- _Exercise inputs_:
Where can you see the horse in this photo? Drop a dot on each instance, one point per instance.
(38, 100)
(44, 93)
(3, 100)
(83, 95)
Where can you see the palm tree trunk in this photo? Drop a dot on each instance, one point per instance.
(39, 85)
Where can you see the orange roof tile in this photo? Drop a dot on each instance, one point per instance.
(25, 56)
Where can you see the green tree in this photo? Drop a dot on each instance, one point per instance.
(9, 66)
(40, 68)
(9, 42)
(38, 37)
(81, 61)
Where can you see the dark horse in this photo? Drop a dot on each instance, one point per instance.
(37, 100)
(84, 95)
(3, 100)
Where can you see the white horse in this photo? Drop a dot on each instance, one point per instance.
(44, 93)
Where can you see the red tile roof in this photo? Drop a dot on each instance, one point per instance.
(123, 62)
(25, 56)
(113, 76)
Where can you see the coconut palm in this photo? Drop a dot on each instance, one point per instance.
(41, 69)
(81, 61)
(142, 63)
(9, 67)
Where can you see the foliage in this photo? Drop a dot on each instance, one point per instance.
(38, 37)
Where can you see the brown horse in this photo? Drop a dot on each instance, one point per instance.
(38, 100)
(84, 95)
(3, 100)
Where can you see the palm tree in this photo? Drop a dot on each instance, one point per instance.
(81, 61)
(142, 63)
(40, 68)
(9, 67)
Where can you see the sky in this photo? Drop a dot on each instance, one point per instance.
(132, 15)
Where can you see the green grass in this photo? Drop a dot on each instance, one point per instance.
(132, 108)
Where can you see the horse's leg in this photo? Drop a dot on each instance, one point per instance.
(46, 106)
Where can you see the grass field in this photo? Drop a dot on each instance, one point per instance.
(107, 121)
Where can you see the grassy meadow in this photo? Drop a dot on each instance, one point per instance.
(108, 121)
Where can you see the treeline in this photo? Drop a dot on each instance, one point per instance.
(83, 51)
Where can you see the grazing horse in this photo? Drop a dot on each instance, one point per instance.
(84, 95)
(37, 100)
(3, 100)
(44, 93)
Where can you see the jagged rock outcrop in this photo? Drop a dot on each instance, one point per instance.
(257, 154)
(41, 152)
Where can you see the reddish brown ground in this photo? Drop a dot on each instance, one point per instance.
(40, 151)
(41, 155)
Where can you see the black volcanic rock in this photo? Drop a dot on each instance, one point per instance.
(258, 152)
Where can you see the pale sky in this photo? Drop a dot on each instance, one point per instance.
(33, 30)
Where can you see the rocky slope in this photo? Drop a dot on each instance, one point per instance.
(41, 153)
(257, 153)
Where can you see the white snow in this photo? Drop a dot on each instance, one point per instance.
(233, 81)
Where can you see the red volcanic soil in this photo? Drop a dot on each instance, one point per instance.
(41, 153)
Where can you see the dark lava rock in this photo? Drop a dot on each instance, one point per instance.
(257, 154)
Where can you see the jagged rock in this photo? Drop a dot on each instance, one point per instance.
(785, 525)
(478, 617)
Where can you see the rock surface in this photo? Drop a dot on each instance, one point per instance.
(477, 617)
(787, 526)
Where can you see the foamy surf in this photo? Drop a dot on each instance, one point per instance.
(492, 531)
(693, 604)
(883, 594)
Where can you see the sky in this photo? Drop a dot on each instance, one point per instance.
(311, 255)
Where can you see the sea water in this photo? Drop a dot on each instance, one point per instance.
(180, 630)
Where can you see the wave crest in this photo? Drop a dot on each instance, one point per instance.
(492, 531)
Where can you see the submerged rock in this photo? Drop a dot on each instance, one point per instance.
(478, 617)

- _Work order_:
Give back the full listing exactly as it stands above.

- _Result of this exercise_:
Where can you see the horse in this photo? Drop a dot on each instance, one point per instance.
(38, 100)
(44, 93)
(3, 100)
(83, 95)
Where can you see the palm tree trunk in this photo? Drop a dot on each instance, one point per instance.
(39, 85)
Where can you see the orange roof tile in this photo? Drop a dot on each instance, one point per instance.
(25, 56)
Where can you see the green tree in this photo? Drop a dot on each instance, one point per instance.
(9, 66)
(40, 68)
(9, 42)
(38, 37)
(81, 61)
Where can you see the dark horse in this photo? Drop a dot on each instance, one point per instance.
(37, 100)
(84, 95)
(3, 100)
Where can you see the white horse in this photo? Drop a dot on each instance, one point per instance.
(44, 93)
Where can you see the red tile roof in this photo? Drop a dot on each instance, one point per instance.
(123, 62)
(25, 56)
(113, 76)
Where can you see the coconut palm in this photo? Drop a dot on each instance, one point per instance.
(41, 69)
(81, 61)
(142, 63)
(9, 67)
Where can you see the foliage in this photo? Drop a dot on each instance, one point per instance.
(38, 37)
Where can you see the brown horse in this photo? Drop a dot on each instance, one point per instance.
(38, 100)
(84, 95)
(3, 100)
Where can you see the palm tree in this photo? Drop a dot on each instance, one point per instance.
(81, 61)
(142, 63)
(40, 68)
(9, 67)
Where can you see the sky in this photo? Drop a dot on each instance, one point per instance.
(132, 15)
Where can you see the green grass in this photo? Drop a dot on each instance, one point per instance.
(132, 108)
Where can you see the horse's leg in this photo? Drop a dot on each instance, one point per instance.
(46, 106)
Where can you see the grass field in this photo? Drop a dot on each instance, one point per instance.
(107, 121)
Where can you see the grassy meadow in this photo? Drop a dot on each instance, one point per instance.
(108, 121)
Where can you see the treeline in this photo? Drop a dot on each instance, one point per instance.
(83, 51)
Where can you see the grazing horse in this photo? Drop a dot on each instance, one point per instance.
(84, 95)
(37, 100)
(3, 100)
(44, 93)
Where can you see the jagged rock outcrop in this photo? Drop a dot on each instance, one point per instance.
(257, 154)
(41, 152)
Where can you see the reddish brown ground in this photo? Drop a dot on each instance, one point per instance.
(40, 151)
(41, 155)
Where can you see the black volcanic rock in this photo? Drop a dot on each instance, one point per instance.
(258, 152)
Where can you see the pale sky in this photo? Drop a dot on each instance, one point per instance.
(33, 30)
Where can you see the rocky slope in this photo? Drop a dot on each instance, one point per instance.
(41, 153)
(257, 153)
Where can you see the white snow in this photo? Drop a dot on each instance, one point per instance.
(233, 81)
Where can you see the red volcanic soil in this photo? Drop a dot on each instance, one point per instance.
(41, 153)
Where can you see the dark lava rock in this photo? Drop a dot on each instance, one point per instance.
(257, 154)
Where can you see the jagged rock in this photo? Drop a dot on each instance, one point per instance.
(785, 525)
(478, 617)
Where can you see the rock surface in this photo? Drop a dot on each instance, one point per instance.
(477, 617)
(787, 526)
Where can you see the foamy surf in this photo? Drop a dot on each instance, one point per instance.
(492, 531)
(693, 604)
(883, 594)
Where can you see the sky in this photo? Drop a dot on each instance, one point per instance.
(311, 255)
Where can you see the sea water in this photo? Drop a dot on each instance, one point per instance.
(180, 630)
Where can you see the wave crest in this photo? Drop a dot on each instance, one point per instance.
(492, 531)
Where can you see the submerged rock in this photo? Drop a dot on each instance, one point per instance.
(478, 617)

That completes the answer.